Return each line in the rows below that contains the string "lower".

[Excerpts of pointing data]
════════

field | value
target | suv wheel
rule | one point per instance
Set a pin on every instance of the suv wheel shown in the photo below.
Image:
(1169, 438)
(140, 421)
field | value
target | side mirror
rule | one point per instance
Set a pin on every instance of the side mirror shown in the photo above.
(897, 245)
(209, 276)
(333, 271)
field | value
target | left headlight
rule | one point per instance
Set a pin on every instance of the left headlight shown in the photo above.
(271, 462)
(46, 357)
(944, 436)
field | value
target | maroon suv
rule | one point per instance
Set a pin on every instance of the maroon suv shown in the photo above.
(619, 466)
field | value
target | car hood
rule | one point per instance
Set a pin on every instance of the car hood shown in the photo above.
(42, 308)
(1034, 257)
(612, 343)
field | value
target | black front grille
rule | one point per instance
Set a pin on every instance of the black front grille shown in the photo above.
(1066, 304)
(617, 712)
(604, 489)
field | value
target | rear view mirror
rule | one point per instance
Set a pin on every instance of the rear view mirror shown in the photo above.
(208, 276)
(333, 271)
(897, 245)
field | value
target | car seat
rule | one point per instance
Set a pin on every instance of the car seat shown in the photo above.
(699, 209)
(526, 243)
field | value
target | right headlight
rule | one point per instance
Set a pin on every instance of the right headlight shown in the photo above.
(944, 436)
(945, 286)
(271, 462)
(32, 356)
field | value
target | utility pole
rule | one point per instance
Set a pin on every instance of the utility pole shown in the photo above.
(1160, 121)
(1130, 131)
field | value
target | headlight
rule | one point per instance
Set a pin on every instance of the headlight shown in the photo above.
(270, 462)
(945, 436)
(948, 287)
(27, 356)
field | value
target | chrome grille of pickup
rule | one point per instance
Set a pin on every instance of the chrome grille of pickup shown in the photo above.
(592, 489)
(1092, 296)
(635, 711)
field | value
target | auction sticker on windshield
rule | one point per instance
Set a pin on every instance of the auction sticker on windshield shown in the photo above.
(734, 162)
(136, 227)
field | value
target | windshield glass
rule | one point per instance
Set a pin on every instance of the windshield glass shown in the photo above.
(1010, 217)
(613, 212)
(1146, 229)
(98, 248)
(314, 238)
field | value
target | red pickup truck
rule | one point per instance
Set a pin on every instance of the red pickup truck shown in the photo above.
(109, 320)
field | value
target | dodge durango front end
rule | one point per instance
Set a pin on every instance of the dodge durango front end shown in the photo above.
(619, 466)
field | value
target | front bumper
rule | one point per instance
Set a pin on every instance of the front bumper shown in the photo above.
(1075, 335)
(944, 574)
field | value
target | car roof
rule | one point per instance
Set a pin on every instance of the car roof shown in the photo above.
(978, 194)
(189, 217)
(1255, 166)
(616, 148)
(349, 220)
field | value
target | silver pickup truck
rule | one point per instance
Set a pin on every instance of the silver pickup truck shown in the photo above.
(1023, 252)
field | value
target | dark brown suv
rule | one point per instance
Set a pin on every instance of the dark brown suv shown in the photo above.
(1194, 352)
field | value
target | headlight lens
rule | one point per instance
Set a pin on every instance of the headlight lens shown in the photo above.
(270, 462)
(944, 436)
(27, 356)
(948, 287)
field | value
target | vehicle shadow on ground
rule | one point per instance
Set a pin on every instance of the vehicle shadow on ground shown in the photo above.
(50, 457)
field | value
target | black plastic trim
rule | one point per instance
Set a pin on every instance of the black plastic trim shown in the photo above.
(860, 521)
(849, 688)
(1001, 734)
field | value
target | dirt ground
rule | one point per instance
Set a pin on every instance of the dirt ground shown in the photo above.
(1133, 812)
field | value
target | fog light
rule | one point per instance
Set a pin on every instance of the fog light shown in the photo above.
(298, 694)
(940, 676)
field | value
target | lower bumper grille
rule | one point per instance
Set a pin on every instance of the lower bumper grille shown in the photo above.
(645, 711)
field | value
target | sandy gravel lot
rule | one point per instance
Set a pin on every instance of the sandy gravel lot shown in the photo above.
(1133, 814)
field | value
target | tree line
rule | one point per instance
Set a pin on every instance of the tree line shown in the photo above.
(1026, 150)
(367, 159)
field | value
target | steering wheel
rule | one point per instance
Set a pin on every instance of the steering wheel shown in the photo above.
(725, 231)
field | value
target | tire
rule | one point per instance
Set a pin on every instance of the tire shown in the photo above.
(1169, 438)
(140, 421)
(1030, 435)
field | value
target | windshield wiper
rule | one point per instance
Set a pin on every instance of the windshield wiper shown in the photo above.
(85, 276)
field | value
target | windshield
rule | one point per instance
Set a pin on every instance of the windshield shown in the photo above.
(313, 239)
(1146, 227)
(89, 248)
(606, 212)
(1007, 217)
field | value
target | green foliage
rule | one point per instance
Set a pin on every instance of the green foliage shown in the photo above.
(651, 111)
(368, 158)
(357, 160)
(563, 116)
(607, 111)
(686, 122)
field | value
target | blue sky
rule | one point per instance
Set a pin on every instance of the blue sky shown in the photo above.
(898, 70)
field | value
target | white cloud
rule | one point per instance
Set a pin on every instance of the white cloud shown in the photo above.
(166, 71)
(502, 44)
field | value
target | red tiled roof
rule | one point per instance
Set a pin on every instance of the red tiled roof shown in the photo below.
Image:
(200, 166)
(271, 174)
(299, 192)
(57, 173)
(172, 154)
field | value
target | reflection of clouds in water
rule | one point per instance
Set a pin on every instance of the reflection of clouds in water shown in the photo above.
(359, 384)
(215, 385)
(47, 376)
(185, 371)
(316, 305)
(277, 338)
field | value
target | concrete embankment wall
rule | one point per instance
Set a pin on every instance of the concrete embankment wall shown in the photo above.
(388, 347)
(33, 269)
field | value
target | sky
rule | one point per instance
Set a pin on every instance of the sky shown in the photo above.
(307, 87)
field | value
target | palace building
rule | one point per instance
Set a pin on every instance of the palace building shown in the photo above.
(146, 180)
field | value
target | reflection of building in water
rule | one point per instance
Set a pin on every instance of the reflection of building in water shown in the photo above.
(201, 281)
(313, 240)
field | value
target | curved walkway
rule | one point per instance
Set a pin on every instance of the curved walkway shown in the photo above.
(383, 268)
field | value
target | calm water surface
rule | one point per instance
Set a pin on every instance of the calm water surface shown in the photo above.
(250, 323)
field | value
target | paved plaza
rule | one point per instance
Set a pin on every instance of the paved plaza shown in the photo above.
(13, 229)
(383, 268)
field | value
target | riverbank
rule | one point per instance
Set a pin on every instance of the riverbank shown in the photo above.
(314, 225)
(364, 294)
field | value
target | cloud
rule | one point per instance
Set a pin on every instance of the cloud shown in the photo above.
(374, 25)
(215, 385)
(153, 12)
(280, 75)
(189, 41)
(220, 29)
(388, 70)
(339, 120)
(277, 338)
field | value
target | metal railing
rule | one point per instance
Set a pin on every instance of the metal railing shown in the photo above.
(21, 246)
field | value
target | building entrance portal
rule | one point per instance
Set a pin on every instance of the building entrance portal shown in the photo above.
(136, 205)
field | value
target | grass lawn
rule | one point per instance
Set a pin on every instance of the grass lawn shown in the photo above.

════════

## In response
target | lower bumper grille
Set a pin on every instance of the lower bumper grille shown in the photo above.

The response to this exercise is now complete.